Exercise: Return the records exactly as they appear below, omitting the pictures.

*** Begin section ***

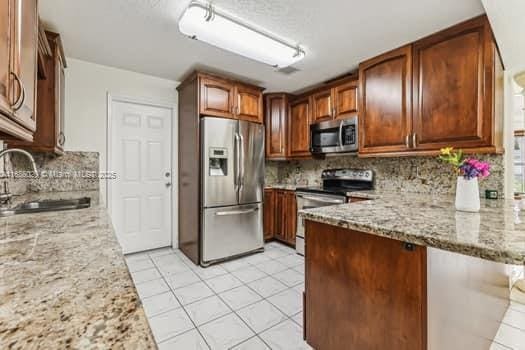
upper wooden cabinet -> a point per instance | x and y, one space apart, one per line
345 99
18 68
249 103
276 118
453 87
25 61
50 134
225 98
322 106
299 128
385 118
337 102
443 90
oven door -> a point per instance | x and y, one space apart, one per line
306 200
334 136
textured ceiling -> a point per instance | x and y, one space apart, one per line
142 35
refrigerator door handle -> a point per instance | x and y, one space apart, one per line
237 161
236 212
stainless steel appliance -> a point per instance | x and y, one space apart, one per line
337 183
334 136
232 180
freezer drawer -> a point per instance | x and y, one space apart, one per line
230 231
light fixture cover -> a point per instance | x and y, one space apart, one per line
206 23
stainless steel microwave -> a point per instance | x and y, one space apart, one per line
334 136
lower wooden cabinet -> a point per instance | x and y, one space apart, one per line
280 215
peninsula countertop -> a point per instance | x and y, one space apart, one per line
496 233
64 284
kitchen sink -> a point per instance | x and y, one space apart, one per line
47 206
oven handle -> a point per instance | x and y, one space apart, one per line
321 200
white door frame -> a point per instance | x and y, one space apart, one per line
173 154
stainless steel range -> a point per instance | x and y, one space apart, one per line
337 183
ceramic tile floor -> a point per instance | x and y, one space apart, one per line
250 303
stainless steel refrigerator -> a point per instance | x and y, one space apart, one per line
232 181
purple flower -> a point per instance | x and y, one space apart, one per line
472 168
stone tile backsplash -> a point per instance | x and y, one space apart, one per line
402 174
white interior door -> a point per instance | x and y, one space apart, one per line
140 154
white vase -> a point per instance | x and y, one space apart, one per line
467 195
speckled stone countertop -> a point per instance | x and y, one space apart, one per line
496 233
65 285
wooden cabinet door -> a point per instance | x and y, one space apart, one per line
25 61
269 213
347 308
276 106
385 102
6 19
299 129
280 219
452 79
345 100
290 211
216 97
322 106
249 105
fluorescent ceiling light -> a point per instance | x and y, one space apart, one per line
204 22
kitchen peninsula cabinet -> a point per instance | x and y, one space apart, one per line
222 97
18 68
443 90
280 215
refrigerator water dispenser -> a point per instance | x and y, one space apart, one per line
218 159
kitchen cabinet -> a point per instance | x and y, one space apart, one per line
216 97
280 215
299 128
338 102
347 308
454 87
443 90
249 103
50 133
276 118
225 98
322 106
385 118
345 99
269 214
18 68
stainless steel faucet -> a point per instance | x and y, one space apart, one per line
5 197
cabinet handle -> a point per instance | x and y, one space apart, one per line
21 98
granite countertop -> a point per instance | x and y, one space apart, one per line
496 233
65 283
282 186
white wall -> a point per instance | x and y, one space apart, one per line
87 88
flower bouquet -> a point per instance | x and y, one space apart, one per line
469 170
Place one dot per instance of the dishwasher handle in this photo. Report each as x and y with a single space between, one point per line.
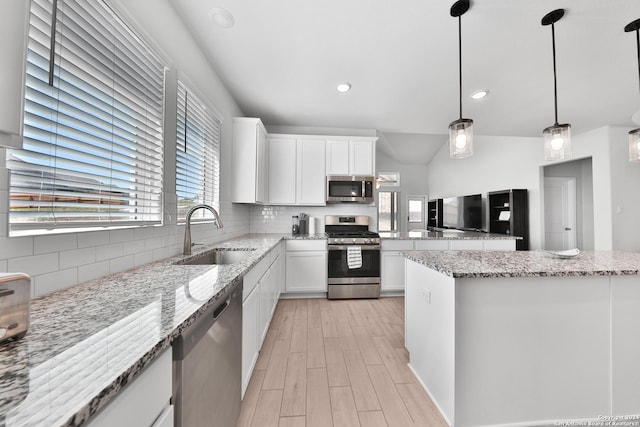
221 308
190 337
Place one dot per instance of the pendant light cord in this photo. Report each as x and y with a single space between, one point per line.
555 83
638 48
460 59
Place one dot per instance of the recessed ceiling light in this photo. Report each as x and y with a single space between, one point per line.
343 87
479 94
222 17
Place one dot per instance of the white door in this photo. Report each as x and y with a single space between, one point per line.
559 213
416 216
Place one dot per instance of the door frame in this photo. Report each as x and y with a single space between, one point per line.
571 200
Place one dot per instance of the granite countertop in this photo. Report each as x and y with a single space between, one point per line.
87 342
444 235
480 264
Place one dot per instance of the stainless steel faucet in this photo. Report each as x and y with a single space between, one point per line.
187 229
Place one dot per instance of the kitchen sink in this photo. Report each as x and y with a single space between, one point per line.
218 256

*** End section ***

Answer space:
upper wooden cabinet -> a point per instance | x and y, one space apart, one per line
345 99
18 68
249 103
276 118
453 87
25 61
50 134
225 98
322 106
299 128
385 118
337 102
443 90
oven door -> a point per instance | x and y, one space apart, one per line
306 200
334 136
textured ceiling -> a point per instance | x and y, one space apart, one per line
142 35
refrigerator door handle -> a point per instance | x and y, one space apart, one per line
237 161
236 212
stainless steel appliance -> a point per instance | x and y, one space apart, one per line
337 183
334 136
232 180
freezer drawer -> a point per instance | x and y, one space apart, one per line
230 231
light fixture cover -> a point per instance | x and y, one space apart, one per line
206 23
stainless steel microwave -> a point per instance | x and y, one space apart, one per line
334 136
lower wooden cabinet -> a point per instance | x and y, one space apart, one per line
280 215
peninsula countertop -> a point per instance | x and y, one space apart, one per line
496 233
64 284
kitchen sink -> a point per instance | x and y, one space apart, one per line
47 206
oven handle -> a point per instance | x and y, one space apart, one per line
321 200
white door frame -> a point per instance | x and y, one space apart, one per line
173 154
stainless steel range -> a point per instance | x and y, one space apart, one per line
337 183
ceramic tile floor -> a point per instance | x and y, one space apart, one per line
250 303
stainless steel refrigerator -> a point per instance | x and y, one space apart, one per line
232 181
purple flower -> a point per instance | x and y, one space apart, one per line
472 168
stone tile backsplash -> a point per instance | x and y, one space apart, one per line
402 174
white interior door -> a point per instance | x and y, one space apart, one per line
140 154
white vase -> a point per instance | x and y, one space apart, one per line
467 195
speckled stone countertop -> a point per instance | x and y, one space apart, one per line
496 233
65 285
wooden cabinet door -> a point per instance | x and y, one space apart, one per line
25 61
269 213
347 308
276 106
385 102
6 19
299 129
280 219
452 79
345 100
290 211
216 97
322 106
249 105
fluorescent ceiling light -> a point per instance | x and y, one space apart, one per line
204 22
kitchen peninsula cabinet -> a point per instance | x and y, one space apart, one per line
222 97
18 68
443 90
280 215
refrigerator water dispenser -> a point per instance | x and y, one space apart, one per line
218 159
kitchen cabinet -> a point per instance | x and y, one space apart, one per line
216 97
280 215
299 128
338 102
347 308
454 87
443 90
249 103
50 133
276 118
225 98
322 106
385 118
345 99
269 214
18 68
stainless steel faucet -> a point per instance | x and y, one space apart, one per line
5 197
cabinet handle -> a point per instance | x and y, one space apart, one per line
21 98
granite countertop -> a point per instance | x and y, one space apart, one per line
496 233
65 283
282 186
white wall -> a point per instance | x and y, one space apart, one per line
87 88
flower bouquet -> a point per instance | x and y, one space apart, one per line
469 170
Place one dot per instance of the dishwasher handle in this photo. Report each as x and y with a single space between, one point per line.
221 308
190 337
Place one dot per instance of the pendant light cord in this photo. Report each as x and y with a single space between, one point per line.
555 83
638 48
460 59
Place one dot per instance of the recessed ceiling light in this photo. Report each as x and y with a single space between, one point per line.
343 87
479 94
222 17
Place one dot per instance of the white door in this photo. Report each as x and y with a single space between, one point per line.
559 213
416 216
Place one dot per instance of the door frame in this photo. Report each as x and y with a single space between, one point per line.
571 200
Place one dot per instance of the granite countertop in this photo. Report each as x and y with a single space between, one point per line.
87 342
444 235
480 264
Place one dot per instance of the stainless steel faucet in this photo. Report each as x and y with a single space between, one point per line.
187 229
Place one dot per instance of the kitchen sink in this photo. Report each as x and y with a single space between, one point per line.
218 256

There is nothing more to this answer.